EXERCISE DIRECTIONS. Copy out exactly every line from the line containing "of the submerged" until the records below end, inclusive of both boundary lines.

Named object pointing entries
══════════
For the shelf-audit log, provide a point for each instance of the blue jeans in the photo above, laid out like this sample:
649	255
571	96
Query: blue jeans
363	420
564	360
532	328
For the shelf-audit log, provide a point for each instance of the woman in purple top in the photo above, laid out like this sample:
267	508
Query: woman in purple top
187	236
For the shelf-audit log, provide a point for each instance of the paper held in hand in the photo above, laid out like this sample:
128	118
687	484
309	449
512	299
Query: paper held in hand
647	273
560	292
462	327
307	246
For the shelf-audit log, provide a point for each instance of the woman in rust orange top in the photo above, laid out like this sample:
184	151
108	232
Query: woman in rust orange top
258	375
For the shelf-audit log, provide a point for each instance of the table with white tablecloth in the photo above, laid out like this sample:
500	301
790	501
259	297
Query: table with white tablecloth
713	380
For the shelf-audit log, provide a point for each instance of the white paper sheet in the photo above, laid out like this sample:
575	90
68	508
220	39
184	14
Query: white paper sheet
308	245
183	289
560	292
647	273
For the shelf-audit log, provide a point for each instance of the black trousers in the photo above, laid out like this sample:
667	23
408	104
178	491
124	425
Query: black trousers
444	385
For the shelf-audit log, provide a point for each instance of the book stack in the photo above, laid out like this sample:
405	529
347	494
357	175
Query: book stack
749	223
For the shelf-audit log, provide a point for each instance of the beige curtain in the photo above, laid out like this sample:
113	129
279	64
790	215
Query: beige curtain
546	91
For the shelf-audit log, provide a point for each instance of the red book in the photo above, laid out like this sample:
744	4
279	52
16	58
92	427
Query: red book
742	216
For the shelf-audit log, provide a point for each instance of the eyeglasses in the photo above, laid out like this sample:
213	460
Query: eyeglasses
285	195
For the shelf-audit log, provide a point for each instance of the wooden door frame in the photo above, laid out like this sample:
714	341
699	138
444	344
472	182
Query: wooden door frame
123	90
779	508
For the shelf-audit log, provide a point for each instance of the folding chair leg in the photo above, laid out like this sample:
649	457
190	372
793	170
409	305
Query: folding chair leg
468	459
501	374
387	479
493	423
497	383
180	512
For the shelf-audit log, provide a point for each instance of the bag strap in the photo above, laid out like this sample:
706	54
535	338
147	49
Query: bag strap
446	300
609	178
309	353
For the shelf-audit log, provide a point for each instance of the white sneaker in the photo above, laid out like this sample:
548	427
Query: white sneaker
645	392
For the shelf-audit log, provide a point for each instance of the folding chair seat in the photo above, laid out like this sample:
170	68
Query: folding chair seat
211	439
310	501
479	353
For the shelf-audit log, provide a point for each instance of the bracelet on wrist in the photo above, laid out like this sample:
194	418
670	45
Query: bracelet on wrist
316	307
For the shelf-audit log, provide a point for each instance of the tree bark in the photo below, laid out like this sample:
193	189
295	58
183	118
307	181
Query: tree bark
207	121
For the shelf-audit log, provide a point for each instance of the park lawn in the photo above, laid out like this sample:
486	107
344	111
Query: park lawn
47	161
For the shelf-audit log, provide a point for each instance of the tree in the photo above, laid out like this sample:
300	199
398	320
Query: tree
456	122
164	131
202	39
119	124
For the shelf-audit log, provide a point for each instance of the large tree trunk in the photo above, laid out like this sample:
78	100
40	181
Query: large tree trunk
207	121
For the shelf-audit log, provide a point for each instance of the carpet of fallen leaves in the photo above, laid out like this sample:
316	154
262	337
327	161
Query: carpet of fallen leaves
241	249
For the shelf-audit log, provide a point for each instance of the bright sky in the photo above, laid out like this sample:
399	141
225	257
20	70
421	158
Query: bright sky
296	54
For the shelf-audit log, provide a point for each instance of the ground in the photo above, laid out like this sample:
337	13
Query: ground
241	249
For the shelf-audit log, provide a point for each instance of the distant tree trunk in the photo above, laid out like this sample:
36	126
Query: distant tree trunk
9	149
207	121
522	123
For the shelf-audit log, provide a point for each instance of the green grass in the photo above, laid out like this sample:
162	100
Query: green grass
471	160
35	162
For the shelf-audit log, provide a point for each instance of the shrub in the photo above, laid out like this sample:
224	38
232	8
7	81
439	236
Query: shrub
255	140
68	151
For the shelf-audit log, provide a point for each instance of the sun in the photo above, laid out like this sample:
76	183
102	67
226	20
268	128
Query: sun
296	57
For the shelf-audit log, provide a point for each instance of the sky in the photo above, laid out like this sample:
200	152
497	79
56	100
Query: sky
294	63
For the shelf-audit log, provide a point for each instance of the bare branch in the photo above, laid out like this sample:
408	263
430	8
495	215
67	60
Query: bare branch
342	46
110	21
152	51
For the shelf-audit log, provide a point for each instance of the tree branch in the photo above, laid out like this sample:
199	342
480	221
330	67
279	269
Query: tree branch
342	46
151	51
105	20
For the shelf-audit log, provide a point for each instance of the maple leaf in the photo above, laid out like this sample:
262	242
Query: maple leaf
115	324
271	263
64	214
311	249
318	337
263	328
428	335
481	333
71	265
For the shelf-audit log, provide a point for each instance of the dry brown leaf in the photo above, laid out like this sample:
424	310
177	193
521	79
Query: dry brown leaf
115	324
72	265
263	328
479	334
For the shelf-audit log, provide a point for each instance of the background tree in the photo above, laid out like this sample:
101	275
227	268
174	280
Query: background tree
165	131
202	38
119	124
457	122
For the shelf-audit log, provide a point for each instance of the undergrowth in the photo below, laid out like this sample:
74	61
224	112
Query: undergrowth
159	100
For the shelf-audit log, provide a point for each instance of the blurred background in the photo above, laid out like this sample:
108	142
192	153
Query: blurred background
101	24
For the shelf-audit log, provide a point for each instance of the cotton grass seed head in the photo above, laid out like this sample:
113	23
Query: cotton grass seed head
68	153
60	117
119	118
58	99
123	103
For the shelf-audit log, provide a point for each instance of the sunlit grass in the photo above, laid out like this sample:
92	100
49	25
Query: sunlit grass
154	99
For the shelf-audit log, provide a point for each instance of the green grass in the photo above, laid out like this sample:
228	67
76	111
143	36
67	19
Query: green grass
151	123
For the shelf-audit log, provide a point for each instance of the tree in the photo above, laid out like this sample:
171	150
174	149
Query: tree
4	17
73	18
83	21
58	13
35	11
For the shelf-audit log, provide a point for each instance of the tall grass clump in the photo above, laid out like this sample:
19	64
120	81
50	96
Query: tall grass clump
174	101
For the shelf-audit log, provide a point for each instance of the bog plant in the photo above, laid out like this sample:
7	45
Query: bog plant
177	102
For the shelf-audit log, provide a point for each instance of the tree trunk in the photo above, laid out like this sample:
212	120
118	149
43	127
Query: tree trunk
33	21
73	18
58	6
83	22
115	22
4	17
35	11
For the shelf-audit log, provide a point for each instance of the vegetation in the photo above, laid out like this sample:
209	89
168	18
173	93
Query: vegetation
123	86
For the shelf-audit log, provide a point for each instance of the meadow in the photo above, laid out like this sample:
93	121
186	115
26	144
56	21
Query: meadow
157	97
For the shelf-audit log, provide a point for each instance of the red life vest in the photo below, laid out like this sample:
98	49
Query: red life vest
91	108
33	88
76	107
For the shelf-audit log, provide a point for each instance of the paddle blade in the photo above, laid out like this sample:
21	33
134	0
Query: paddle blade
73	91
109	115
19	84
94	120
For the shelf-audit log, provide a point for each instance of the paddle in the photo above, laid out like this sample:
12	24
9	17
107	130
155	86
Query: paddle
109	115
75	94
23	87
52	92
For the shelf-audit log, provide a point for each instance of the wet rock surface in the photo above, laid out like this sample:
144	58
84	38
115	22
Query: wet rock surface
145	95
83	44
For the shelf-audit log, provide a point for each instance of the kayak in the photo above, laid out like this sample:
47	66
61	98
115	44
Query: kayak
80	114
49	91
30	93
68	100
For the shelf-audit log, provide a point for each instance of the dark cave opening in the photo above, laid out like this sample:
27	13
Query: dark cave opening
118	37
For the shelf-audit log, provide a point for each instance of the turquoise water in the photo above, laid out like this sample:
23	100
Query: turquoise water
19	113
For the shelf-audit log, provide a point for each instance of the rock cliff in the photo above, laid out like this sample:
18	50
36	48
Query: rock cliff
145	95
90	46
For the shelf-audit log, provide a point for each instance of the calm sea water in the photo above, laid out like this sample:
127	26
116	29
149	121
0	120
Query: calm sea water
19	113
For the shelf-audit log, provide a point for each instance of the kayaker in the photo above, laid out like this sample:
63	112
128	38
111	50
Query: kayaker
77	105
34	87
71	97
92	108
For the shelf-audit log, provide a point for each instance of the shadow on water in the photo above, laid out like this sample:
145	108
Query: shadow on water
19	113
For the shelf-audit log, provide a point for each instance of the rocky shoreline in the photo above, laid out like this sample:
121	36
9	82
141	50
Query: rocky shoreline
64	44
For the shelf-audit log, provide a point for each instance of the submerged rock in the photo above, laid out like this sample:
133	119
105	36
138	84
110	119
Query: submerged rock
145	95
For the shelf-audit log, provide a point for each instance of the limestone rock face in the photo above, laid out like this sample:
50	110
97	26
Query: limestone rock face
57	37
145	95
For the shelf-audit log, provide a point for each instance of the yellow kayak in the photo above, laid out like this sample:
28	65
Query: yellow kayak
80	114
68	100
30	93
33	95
══════════
COMPLETED TASK.
For the shelf-audit log, provide a point for each instance of the submerged rock in the photo above, laid out like this sample:
133	119
105	36
138	84
110	119
Query: submerged rock
145	95
For the shelf-audit log, provide a point for each instance of the limestone rock face in the photo above, laid out like this sample:
50	110
97	26
Query: limestone rock face
57	37
145	95
For the shelf-audit log, provide a point for each instance of the yellow kayak in the photo above, laid out like this sample:
28	65
Query: yellow kayak
80	114
68	100
30	93
33	95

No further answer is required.